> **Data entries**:
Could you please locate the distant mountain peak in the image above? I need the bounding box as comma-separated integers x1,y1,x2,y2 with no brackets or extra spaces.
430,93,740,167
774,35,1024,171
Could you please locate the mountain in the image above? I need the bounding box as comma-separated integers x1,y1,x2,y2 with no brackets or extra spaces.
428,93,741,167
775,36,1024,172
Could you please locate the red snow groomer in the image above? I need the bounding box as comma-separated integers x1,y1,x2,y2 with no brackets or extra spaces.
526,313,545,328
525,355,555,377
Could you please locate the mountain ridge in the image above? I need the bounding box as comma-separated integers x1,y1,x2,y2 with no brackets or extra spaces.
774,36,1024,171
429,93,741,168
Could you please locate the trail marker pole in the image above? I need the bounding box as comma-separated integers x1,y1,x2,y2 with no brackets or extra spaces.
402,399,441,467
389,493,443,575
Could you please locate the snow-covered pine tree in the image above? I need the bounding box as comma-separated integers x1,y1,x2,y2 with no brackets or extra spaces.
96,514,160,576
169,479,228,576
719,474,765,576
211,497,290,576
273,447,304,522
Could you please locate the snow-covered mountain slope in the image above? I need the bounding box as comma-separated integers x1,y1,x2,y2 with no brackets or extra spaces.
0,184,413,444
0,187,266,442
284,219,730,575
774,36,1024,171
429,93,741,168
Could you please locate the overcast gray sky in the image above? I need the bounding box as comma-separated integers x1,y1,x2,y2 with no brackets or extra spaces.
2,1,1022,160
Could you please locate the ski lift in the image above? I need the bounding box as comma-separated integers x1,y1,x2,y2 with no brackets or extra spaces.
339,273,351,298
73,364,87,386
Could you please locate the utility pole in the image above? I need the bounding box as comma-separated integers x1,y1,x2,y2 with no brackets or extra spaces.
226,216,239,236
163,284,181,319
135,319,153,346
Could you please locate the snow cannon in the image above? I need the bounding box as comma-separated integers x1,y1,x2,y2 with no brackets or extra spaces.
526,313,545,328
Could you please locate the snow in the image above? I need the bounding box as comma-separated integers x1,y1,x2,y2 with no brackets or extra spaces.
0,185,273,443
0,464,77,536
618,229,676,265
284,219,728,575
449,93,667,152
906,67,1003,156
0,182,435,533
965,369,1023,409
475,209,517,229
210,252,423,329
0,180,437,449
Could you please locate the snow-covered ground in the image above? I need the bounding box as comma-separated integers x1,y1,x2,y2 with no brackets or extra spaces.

> **Directions**:
The data above should be duplicated exactly and completely.

> **Answer for the task**:
Could you please locate the distant mountain peak in the image above? I need the bounding box as comma-separated integers x1,y1,x2,y2 with no brackets or extra spaces.
430,93,740,167
774,35,1024,171
Could you please locate the mountain in the image above? I need the bounding box as comma-separated integers x1,y1,x2,y2 with no brackets or extra spaces.
428,93,741,167
775,36,1024,172
Could you please locate the red snow groomer in the image above? I need the bounding box as comma-separated integers x1,y1,x2,y2 with no brackets or extra spaces.
526,313,545,328
525,355,555,377
Could you please locate the mountain ridge in the image above? I need the bounding box as comma-separated integers x1,y1,x2,y2 with no brackets or extra spaces.
774,36,1024,171
429,93,741,168
Could you please locate the trail marker pole in the image above? I need the bounding box as comma-separated integers x1,y1,x2,y2 with no brackets or extra spaces.
402,399,441,467
389,493,443,575
Could you please locate the snow-covered pine tree in the image above? I need the bounding box as comma-separated integers x1,y1,x2,y2 with no brackets or extra spaces.
96,514,160,576
169,479,228,576
719,474,765,576
211,497,290,576
273,447,304,522
Could you please locate the snow-covered mountain slope in the image above? I need the bounding box as comma-separated integers x1,y1,x2,y2 with no brackets or extra spaces.
0,184,413,444
0,187,266,442
284,219,730,575
774,36,1024,171
429,93,741,168
Could you please locate the overcast gray sky in the image above? I need the bounding box as comma-separated integers x1,y1,x2,y2 with no brackets or extra spaces.
2,1,1022,160
Could you please locate the ski lift in the image above? I need the bounding box as comma-separated integers x1,y1,x2,y2 with no brackets or extra spaces.
339,273,351,298
73,364,87,386
Could you please locate the utility pole in the image above? I need the bounding box as comma-separated integers x1,y1,x2,y2 with no brackets or extra spaces.
226,216,239,236
163,284,181,319
135,319,153,346
Could you please locate the snow cannon in the image above? I need the bounding box as comma-separated integers x1,y1,x2,y2 with no brackets or extra spaces.
526,313,545,328
Could you please locate the snow in the image above? I need the bounding box as comma-separated integers x1,y1,x2,y2 with no brackets or extra spaces.
0,185,273,443
0,464,77,536
618,229,676,265
284,219,728,575
449,93,667,152
906,67,1003,156
0,182,435,533
965,369,1023,409
475,209,517,229
210,252,423,329
0,180,437,449
Could you please locate the snow-covered ground in the image above? I need the bounding box as comma-separated integers x1,y1,x2,y2 with no brackets or extra spaces.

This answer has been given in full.